Referring expression data:

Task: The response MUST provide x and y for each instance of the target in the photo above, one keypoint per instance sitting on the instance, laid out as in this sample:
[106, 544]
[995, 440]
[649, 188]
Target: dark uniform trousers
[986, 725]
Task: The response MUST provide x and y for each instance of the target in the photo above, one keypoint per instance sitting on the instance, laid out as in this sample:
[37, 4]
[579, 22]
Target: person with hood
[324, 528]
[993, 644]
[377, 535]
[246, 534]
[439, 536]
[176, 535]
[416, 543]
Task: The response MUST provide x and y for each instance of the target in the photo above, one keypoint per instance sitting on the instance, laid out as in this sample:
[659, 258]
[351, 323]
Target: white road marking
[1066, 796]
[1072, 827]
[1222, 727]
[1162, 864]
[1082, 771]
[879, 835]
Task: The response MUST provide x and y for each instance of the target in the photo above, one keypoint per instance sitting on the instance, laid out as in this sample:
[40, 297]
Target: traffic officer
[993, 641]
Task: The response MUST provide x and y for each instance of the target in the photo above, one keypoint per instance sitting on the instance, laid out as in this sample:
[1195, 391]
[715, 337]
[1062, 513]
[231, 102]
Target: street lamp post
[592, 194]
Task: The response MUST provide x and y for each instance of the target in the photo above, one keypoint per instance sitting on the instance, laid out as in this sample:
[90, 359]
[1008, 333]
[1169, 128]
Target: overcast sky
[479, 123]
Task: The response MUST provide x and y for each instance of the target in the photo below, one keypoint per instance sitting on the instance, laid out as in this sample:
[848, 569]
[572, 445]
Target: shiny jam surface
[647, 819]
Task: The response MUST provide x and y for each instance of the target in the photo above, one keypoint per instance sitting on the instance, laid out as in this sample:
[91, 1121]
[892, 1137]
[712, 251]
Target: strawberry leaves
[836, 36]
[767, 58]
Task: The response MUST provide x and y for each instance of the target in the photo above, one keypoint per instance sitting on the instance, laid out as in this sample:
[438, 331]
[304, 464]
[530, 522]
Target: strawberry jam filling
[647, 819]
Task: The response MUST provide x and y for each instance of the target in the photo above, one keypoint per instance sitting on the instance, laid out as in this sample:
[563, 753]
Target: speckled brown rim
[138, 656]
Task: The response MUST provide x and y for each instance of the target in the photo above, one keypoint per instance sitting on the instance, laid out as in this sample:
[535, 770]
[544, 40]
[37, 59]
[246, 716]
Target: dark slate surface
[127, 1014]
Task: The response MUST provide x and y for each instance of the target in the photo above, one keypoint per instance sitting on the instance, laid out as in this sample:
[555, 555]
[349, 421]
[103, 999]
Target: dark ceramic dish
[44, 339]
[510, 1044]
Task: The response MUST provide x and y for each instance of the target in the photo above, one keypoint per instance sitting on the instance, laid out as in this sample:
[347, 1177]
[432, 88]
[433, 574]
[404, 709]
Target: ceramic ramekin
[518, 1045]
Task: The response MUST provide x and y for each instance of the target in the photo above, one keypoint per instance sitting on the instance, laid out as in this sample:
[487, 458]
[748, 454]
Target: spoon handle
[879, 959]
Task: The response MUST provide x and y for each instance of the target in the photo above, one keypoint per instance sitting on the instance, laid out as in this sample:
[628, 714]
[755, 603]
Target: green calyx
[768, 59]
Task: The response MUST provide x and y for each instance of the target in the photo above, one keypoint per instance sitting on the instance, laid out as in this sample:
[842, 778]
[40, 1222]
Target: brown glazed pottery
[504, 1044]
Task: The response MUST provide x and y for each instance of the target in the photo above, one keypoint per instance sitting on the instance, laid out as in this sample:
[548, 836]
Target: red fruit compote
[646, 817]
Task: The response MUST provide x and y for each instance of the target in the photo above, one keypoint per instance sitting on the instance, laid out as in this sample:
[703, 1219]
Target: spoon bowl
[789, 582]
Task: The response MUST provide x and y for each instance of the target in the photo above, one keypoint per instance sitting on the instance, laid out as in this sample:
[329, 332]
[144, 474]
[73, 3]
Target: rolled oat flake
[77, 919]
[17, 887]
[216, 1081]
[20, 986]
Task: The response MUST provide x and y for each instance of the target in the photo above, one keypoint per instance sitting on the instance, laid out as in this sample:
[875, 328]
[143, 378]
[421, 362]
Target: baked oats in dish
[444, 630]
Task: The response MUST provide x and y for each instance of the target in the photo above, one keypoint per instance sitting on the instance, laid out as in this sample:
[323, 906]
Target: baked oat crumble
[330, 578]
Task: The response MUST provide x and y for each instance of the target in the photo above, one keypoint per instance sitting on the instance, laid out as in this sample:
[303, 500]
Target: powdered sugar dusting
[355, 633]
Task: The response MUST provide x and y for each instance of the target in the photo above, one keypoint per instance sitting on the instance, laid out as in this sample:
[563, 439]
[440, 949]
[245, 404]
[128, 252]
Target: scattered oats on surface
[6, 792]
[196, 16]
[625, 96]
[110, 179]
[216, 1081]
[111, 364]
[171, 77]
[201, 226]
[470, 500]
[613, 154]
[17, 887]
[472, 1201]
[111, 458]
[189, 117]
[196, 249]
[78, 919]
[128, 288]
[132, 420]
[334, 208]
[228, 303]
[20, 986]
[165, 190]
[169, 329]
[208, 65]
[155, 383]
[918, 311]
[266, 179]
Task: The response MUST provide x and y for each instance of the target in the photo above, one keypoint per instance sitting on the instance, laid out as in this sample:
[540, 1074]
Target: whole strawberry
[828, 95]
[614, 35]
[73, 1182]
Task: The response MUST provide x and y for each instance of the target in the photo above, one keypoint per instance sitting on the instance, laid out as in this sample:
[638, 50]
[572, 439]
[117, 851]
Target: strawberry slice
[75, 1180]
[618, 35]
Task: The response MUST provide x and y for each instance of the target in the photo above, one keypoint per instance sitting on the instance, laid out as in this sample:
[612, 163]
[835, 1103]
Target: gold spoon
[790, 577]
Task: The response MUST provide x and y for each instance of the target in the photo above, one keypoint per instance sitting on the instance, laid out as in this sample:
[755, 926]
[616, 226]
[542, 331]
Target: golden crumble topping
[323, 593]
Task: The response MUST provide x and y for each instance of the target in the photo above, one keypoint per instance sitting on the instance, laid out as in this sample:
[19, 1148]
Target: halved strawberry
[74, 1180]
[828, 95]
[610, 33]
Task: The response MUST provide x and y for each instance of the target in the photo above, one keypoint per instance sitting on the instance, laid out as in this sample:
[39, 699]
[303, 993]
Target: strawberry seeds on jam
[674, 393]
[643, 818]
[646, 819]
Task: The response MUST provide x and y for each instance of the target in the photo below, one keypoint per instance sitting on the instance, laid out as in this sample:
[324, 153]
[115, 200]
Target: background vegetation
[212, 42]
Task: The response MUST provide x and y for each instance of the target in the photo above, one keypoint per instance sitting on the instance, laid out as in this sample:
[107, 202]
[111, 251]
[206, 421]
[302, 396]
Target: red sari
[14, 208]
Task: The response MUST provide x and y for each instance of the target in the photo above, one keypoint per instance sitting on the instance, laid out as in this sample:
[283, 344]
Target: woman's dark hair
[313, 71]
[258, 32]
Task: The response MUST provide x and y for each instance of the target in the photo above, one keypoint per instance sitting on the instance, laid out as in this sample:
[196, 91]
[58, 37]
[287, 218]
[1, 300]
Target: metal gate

**Task goal**
Please return the records above in their exact form.

**The answer**
Task: The response MUST provide x and y for each instance of the target in the photo above, one keypoint per instance sitting on the instance, laid out as in this sample:
[106, 544]
[995, 440]
[649, 188]
Target: dark uniform trousers
[986, 725]
Task: The response MUST provide x and y for each instance of the target in the photo above, one keypoint per instance sitting on the instance, laid out as in this sample:
[37, 4]
[579, 22]
Target: person with hood
[324, 528]
[993, 644]
[377, 535]
[246, 534]
[439, 536]
[176, 535]
[416, 543]
Task: The response MUST provide x and y for each instance of the target in the photo above, one keypoint per instance sitting on the instance, laid out as in this sample:
[659, 258]
[351, 323]
Target: white road marking
[1066, 796]
[1072, 827]
[1222, 727]
[1162, 864]
[1082, 771]
[879, 835]
Task: The response MUST provide x and y for each instance of the target in the photo above, one keypoint per instance sitting on the instance, laid out as in this sample:
[40, 297]
Target: traffic officer
[993, 641]
Task: The response MUST provide x and y for each instance of the target in the photo above, one keypoint per instance sitting on the instance, laid out as in this sample:
[1195, 391]
[715, 337]
[1062, 513]
[231, 102]
Target: street lamp post
[592, 194]
Task: The response MUST provide x and y for each instance of the target in the photo above, one keypoint per instance sitting on the instance, laid out as in this sample:
[90, 359]
[1008, 333]
[1169, 128]
Target: overcast sky
[479, 123]
Task: The response MUST provide x and y for each instance of the target in the photo below, one keypoint per instance sitting on the instance, laid out as in this sample:
[848, 569]
[572, 445]
Target: shiny jam surface
[647, 819]
Task: The response MUST provide x and y for each instance of the target in the photo above, one keypoint per instance sitting on the instance, laid out as in this sample:
[91, 1121]
[892, 1137]
[712, 251]
Target: strawberry leaves
[836, 36]
[767, 58]
Task: The response MUST provide x and y for each instance of the target in the photo above, one keypoint per instance sitting on the instance, laid out as in this sample:
[438, 331]
[304, 464]
[530, 522]
Target: strawberry jam filling
[647, 819]
Task: The response MUST provide x and y for each instance of the target in the photo above, one keypoint per instance sitting on the instance, laid out as in this sample:
[563, 753]
Target: speckled brown rim
[138, 656]
Task: The response MUST provide x and y for each instance of the target in the photo above, one keypoint per instance sitting on the instance, laid out as in this sample:
[535, 770]
[544, 40]
[37, 59]
[246, 716]
Target: dark slate surface
[127, 1014]
Task: The response MUST provide x and y for each instance of the target in the photo above, one keypoint per instance sitting on the instance, laid out as in this sample:
[555, 555]
[349, 421]
[103, 999]
Target: dark ceramic dish
[44, 339]
[510, 1044]
Task: The response MUST provide x and y for each instance of the target in the photo above, one keypoint per instance sitting on the instance, laid out as in this sample:
[347, 1177]
[432, 88]
[433, 574]
[404, 709]
Target: ceramic ramekin
[518, 1045]
Task: The response MUST provide x and y for each instance of the target in the photo above, one keypoint per instance sitting on the instance, laid out as in this sample:
[487, 458]
[748, 454]
Target: spoon handle
[879, 959]
Task: The response MUST provide x and y for each instance of the target in the photo above, one keypoint per instance sitting on the instance, laid out as in this sample:
[628, 714]
[755, 603]
Target: green calyx
[768, 59]
Task: The response MUST provide x and y for each instance of the target in the photo above, one keypoint per instance sitting on the instance, laid out as in this sample:
[842, 778]
[40, 1222]
Target: brown glazed pottery
[504, 1044]
Task: The response MUST provide x and y for each instance of the target in the photo above, one keypoint per instance sitting on the instance, laid out as in this sample:
[548, 836]
Target: red fruit compote
[646, 817]
Task: The response MUST provide x and y for each instance of the target in the photo above, one keypoint per instance sitting on the instance, laid out as in this sample:
[703, 1219]
Target: spoon bowl
[789, 582]
Task: The response MUST provide x and y for each instance of the target in the photo above, one keypoint per instance sitting on the instance, laid out as in this sample:
[329, 332]
[144, 474]
[73, 3]
Target: rolled oat flake
[77, 919]
[17, 887]
[216, 1081]
[20, 986]
Task: The response MUST provide x and y for each instance of the target in the photo above, one keypoint per instance sitting on the instance, laid out as in this sample:
[875, 328]
[143, 378]
[421, 362]
Target: baked oats in dish
[444, 630]
Task: The response MUST provide x and y for each instance of the target in the photo above, one keypoint per instance sitting on the instance, laid out as in this sample:
[323, 906]
Target: baked oat crumble
[330, 578]
Task: The response MUST provide x and y for each instance of the target in the photo above, one keypoint per instance sitting on the instance, laid out as in this sample:
[303, 500]
Target: powdered sugar dusting
[355, 633]
Task: The response MUST provide x and y for each instance of the target in the photo above, one keypoint per instance sitting on the instance, laid out as in this sample:
[563, 439]
[440, 949]
[245, 404]
[128, 252]
Target: scattered oats on surface
[6, 792]
[196, 16]
[625, 96]
[110, 179]
[216, 1081]
[111, 364]
[171, 77]
[201, 226]
[470, 500]
[613, 154]
[17, 887]
[472, 1201]
[111, 458]
[189, 117]
[196, 249]
[78, 919]
[128, 288]
[132, 420]
[334, 208]
[228, 303]
[20, 986]
[165, 190]
[169, 329]
[208, 65]
[155, 383]
[918, 311]
[266, 179]
Task: The response MUST provide x and y for each instance of the target in the photo above, one keypoint per instance sitting on the instance, laid out as in this sample:
[540, 1074]
Target: whole strawberry
[828, 95]
[614, 35]
[73, 1182]
Task: The response MUST provide x and y for each instance of the target in the photo above, one keypoint per instance sitting on the instance, laid out as in this sample:
[638, 50]
[572, 439]
[117, 851]
Target: strawberry slice
[75, 1180]
[618, 35]
Task: The response MUST provide x and y for each instance of the target in the photo above, one keypoint per instance sitting on the instance, laid out as in this sample:
[612, 163]
[835, 1103]
Target: gold spoon
[790, 577]
Task: The response MUST provide x and y for each instance of the target in the photo above, one keypoint per instance sitting on the instance, laid out as in this sample:
[755, 926]
[616, 226]
[542, 331]
Target: golden crumble topping
[323, 593]
Task: The response MUST provide x and y for each instance of the target in the photo above, one keypoint per instance sitting on the instance, laid out as in this sample:
[19, 1148]
Target: halved strawberry
[74, 1180]
[828, 95]
[610, 33]
Task: The response MUST provide x and y for each instance of the target in the photo above, one keypoint per instance sitting on the instance, laid out as in this sample:
[39, 699]
[303, 993]
Target: strawberry seeds on jam
[674, 393]
[643, 818]
[646, 819]
Task: The response MUST provide x and y for each instance of the target in the photo below, one keypoint per instance sitting on the instance, laid out as in this sample:
[324, 153]
[115, 200]
Target: background vegetation
[212, 42]
Task: The response MUST provide x and y for each instance of the target in the photo above, one keypoint per instance sitting on the instance, laid out as in this sample:
[107, 202]
[111, 251]
[206, 421]
[302, 396]
Target: red sari
[14, 208]
Task: The response MUST provide x and y for each instance of the target in the photo above, one keypoint per instance sitting on the instance, laid out as in this sample:
[283, 344]
Target: woman's dark hair
[313, 71]
[258, 32]
Task: The response MUST provide x and y for each instance of the target in the photo above, one keypoint per instance sitting on the instance, laid out as in this sample:
[196, 91]
[58, 37]
[287, 218]
[1, 300]
Target: metal gate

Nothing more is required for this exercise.